→ What to work on: Set down, without alteration, the lines from the one that contains "Q: Provide one point on every instance of the bare branches" through the final line of the material below.

Items from a dataset
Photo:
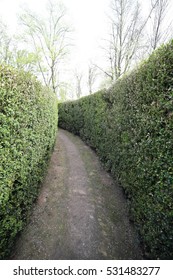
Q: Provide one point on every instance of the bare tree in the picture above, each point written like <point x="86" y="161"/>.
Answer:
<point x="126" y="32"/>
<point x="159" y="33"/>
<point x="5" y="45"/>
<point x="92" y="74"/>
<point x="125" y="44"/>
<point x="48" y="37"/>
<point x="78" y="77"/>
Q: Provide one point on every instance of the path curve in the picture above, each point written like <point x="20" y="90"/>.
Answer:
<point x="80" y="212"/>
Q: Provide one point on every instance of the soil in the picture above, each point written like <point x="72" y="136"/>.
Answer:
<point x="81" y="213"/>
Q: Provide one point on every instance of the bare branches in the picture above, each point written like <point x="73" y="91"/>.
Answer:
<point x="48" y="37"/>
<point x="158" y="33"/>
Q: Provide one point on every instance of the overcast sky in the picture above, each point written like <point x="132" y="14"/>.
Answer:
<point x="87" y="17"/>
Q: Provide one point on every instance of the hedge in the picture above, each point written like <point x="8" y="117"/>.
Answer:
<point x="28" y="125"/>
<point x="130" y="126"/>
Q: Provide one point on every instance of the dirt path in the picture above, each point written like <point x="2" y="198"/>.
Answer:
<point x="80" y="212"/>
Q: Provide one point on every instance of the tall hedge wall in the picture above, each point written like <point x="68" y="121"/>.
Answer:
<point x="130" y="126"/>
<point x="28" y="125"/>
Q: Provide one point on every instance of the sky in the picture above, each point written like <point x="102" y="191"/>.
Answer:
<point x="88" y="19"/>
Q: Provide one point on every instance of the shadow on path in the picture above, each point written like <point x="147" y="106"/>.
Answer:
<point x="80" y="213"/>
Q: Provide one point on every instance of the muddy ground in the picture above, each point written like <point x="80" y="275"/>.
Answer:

→ Response below:
Q: Provide one point on every instance of the bare branches in the picture above, each point written like <point x="73" y="91"/>.
Answer:
<point x="48" y="37"/>
<point x="158" y="33"/>
Q: Provide one point on every instance of the overcast sky in the picture above, each point written like <point x="132" y="14"/>.
Answer:
<point x="87" y="17"/>
Q: Provide one point on every instance of the hedge in the picture above, each point written like <point x="8" y="117"/>.
Answer:
<point x="28" y="125"/>
<point x="130" y="126"/>
Q: Provide one point on every instance of the dirt path in the picture above, each point written like <point x="2" y="198"/>.
Answer:
<point x="80" y="212"/>
Q: Provide one point on every instance of the tall hedge wall in the picture above, each point written like <point x="68" y="121"/>.
Answer:
<point x="130" y="126"/>
<point x="28" y="125"/>
Q: Provide one point on every instance of the sky in the picture above, each point written like <point x="102" y="191"/>.
Answer:
<point x="88" y="19"/>
Q: Provide one point on every instance of the shadow on path in the picture above, each point written like <point x="147" y="106"/>.
Answer:
<point x="80" y="213"/>
Q: Provide one point on every instance of the muddy ground in the picture above, each point written like <point x="80" y="275"/>.
Answer:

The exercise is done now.